> **PROBLEM DETAILS**:
Which lines in the items below contain the string "road"? Identify each one and copy it.

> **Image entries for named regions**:

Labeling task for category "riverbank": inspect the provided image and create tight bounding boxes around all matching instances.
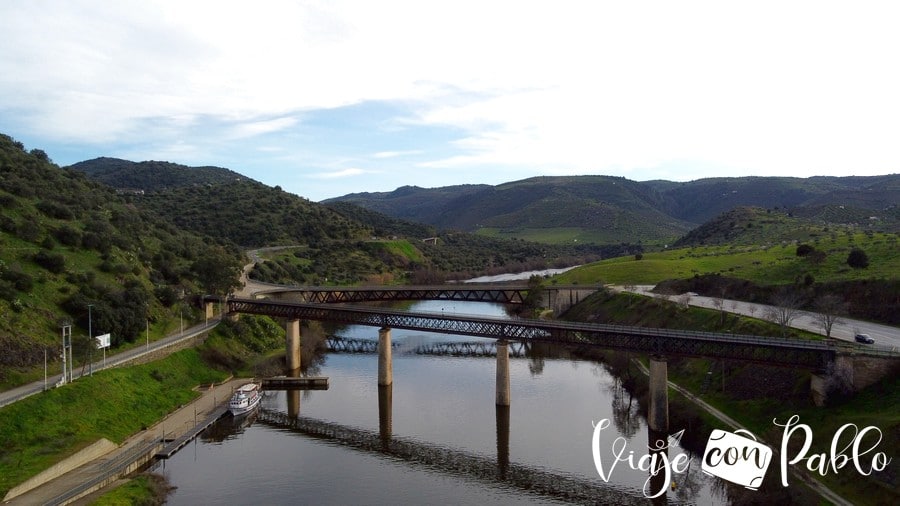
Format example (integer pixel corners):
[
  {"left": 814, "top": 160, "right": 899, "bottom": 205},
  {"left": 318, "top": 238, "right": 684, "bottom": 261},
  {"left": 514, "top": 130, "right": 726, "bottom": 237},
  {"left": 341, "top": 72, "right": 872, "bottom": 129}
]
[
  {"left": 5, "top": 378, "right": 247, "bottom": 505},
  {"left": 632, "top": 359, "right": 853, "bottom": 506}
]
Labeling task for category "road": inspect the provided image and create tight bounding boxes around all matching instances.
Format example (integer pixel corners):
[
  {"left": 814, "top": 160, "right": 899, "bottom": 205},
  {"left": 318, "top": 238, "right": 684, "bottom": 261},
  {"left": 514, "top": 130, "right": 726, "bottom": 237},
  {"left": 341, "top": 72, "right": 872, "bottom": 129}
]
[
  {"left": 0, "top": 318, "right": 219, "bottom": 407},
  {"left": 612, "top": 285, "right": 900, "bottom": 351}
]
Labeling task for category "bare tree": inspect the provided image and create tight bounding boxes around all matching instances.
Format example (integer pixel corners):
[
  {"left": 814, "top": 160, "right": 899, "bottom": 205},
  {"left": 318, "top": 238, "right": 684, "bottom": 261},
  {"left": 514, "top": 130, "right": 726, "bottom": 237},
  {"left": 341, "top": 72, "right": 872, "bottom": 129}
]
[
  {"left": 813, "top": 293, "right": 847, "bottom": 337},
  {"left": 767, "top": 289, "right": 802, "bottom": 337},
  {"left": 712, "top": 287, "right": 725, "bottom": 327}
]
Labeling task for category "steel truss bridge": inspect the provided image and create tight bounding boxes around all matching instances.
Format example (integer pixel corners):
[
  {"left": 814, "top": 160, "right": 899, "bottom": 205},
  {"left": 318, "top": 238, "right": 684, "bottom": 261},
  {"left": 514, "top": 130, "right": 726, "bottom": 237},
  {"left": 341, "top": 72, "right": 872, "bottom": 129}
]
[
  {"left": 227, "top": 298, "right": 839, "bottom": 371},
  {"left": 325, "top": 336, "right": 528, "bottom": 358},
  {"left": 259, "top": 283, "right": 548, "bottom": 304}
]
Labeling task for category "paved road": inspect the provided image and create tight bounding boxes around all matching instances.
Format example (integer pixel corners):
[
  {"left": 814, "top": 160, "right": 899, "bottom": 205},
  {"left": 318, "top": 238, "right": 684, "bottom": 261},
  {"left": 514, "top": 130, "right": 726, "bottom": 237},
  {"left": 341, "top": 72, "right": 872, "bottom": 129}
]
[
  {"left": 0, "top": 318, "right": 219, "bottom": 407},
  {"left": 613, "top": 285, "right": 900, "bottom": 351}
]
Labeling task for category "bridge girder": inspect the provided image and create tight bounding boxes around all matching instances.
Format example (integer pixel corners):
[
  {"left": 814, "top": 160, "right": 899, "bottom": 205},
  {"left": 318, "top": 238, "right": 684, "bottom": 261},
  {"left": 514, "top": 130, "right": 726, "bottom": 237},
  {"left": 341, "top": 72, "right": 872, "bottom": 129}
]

> **FULL OUTPUT**:
Labeling task for category "road": inspect the provided image and create tight bounding boxes around all matching instances.
Labeling task for category "paved road": inspect the provided image and create tight bounding boxes around all matching instances.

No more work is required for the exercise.